■ **DIRECTIVE**: Count the lines below that contain the word "navy". Reply with the number alone.

■ **DATA LISTING**:
·····

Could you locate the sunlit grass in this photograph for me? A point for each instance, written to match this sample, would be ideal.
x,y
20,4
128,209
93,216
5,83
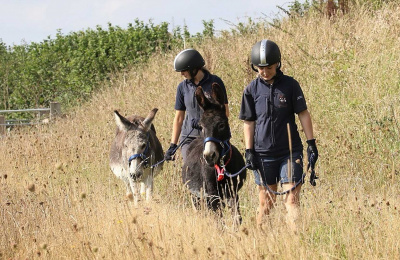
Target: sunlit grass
x,y
58,198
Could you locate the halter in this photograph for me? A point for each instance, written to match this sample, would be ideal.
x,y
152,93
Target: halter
x,y
226,147
141,155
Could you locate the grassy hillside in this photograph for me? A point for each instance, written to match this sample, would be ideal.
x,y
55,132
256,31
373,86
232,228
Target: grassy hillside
x,y
348,69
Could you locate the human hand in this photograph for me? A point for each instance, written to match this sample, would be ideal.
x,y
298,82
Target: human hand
x,y
195,124
312,153
169,154
251,159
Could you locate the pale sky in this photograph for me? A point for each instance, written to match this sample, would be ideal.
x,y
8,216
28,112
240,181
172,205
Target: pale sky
x,y
35,20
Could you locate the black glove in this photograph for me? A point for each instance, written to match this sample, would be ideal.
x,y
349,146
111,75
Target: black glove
x,y
312,154
195,124
169,154
251,159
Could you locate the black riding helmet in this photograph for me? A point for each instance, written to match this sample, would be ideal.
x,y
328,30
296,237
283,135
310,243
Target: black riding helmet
x,y
265,53
190,60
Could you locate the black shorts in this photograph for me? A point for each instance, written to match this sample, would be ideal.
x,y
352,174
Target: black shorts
x,y
275,169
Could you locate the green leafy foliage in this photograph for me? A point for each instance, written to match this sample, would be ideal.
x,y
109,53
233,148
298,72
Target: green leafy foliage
x,y
69,68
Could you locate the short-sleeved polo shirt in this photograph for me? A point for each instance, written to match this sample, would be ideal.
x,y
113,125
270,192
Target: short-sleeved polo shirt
x,y
273,106
186,100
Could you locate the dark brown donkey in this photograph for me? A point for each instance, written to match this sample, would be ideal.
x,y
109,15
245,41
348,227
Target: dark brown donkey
x,y
136,148
214,168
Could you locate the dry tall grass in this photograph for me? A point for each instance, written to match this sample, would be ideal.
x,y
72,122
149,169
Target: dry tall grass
x,y
59,200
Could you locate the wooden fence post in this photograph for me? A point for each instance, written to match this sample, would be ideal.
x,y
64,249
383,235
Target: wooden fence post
x,y
55,110
2,125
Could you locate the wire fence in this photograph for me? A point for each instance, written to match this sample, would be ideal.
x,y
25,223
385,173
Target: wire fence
x,y
53,111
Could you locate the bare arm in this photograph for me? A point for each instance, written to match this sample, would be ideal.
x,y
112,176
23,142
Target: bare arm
x,y
177,126
248,129
305,120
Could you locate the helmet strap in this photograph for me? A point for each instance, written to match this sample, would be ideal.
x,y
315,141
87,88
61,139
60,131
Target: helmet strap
x,y
193,74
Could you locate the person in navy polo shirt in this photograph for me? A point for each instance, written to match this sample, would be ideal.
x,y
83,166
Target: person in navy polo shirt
x,y
190,64
269,105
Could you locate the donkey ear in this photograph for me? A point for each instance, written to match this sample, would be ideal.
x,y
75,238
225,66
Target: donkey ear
x,y
217,94
202,100
149,119
123,124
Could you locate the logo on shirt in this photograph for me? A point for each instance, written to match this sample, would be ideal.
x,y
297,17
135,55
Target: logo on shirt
x,y
282,101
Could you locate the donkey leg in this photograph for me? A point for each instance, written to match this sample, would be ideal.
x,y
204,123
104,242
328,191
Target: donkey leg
x,y
147,188
233,204
134,189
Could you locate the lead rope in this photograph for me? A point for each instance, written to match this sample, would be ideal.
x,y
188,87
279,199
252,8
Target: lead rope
x,y
179,145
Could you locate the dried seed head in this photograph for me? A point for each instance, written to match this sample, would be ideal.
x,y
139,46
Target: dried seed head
x,y
129,196
31,187
58,166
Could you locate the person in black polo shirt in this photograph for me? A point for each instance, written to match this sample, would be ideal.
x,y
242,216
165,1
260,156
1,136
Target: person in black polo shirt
x,y
269,105
190,64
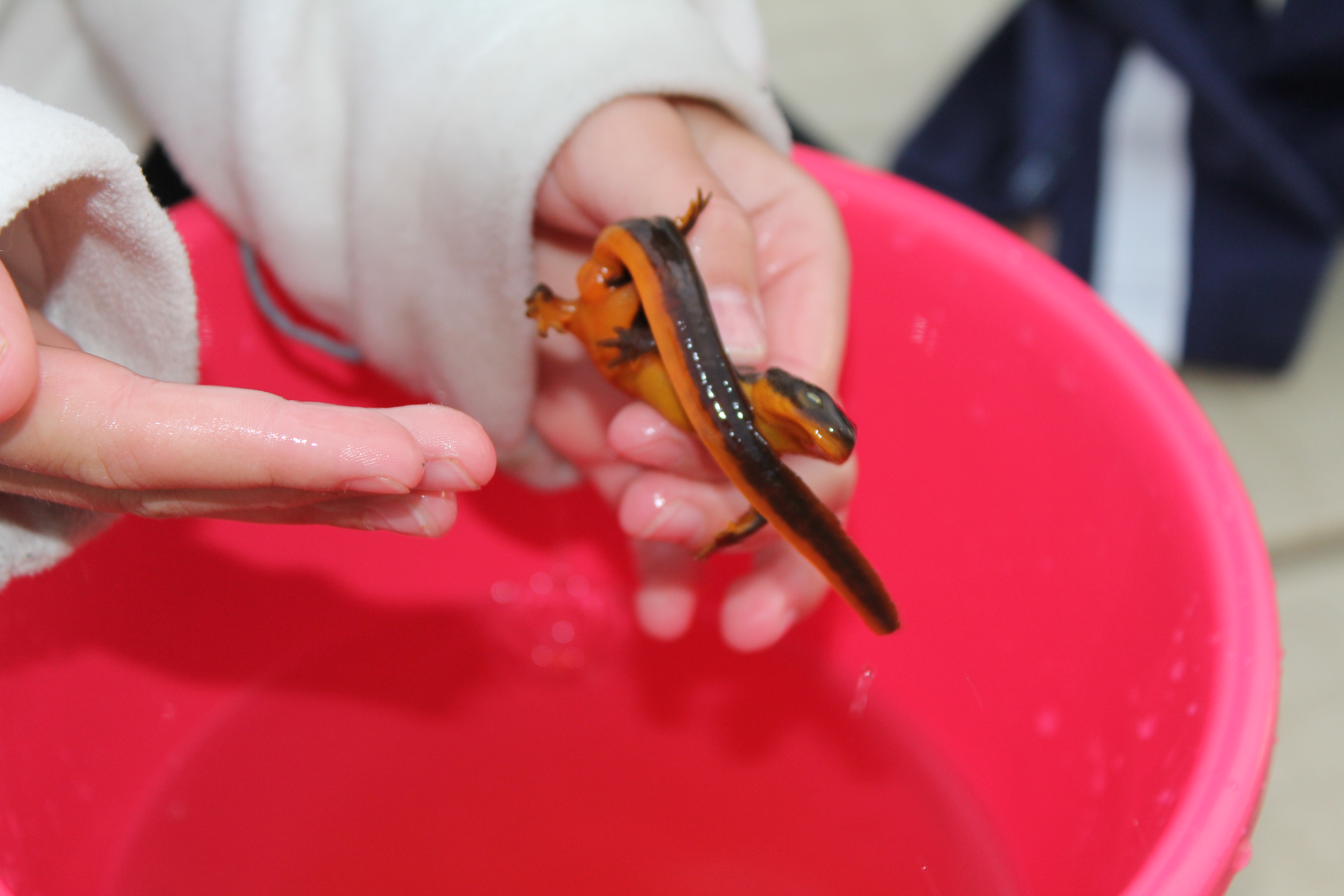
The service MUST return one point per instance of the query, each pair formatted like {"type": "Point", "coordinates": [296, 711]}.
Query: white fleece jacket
{"type": "Point", "coordinates": [384, 156]}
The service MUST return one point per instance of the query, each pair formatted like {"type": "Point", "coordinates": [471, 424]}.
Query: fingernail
{"type": "Point", "coordinates": [674, 522]}
{"type": "Point", "coordinates": [741, 323]}
{"type": "Point", "coordinates": [447, 475]}
{"type": "Point", "coordinates": [405, 516]}
{"type": "Point", "coordinates": [375, 486]}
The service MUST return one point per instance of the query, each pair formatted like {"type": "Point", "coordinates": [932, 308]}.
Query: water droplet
{"type": "Point", "coordinates": [861, 692]}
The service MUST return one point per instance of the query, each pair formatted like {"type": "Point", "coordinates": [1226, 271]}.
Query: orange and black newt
{"type": "Point", "coordinates": [644, 316]}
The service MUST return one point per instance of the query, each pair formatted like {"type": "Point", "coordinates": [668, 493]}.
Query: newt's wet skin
{"type": "Point", "coordinates": [644, 315]}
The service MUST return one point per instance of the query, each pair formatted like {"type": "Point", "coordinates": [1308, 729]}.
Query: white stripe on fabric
{"type": "Point", "coordinates": [1144, 203]}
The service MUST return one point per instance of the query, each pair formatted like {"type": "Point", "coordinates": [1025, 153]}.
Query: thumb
{"type": "Point", "coordinates": [18, 350]}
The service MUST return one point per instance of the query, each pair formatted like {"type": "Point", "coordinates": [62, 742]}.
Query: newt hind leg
{"type": "Point", "coordinates": [550, 311]}
{"type": "Point", "coordinates": [632, 343]}
{"type": "Point", "coordinates": [745, 526]}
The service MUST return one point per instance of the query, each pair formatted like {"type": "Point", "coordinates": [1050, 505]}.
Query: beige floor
{"type": "Point", "coordinates": [861, 73]}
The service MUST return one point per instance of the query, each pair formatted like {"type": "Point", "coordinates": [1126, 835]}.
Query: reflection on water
{"type": "Point", "coordinates": [660, 770]}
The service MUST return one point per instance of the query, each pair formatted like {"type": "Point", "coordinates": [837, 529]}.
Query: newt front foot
{"type": "Point", "coordinates": [549, 311]}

·····

■ **CORRECT OUTPUT**: 2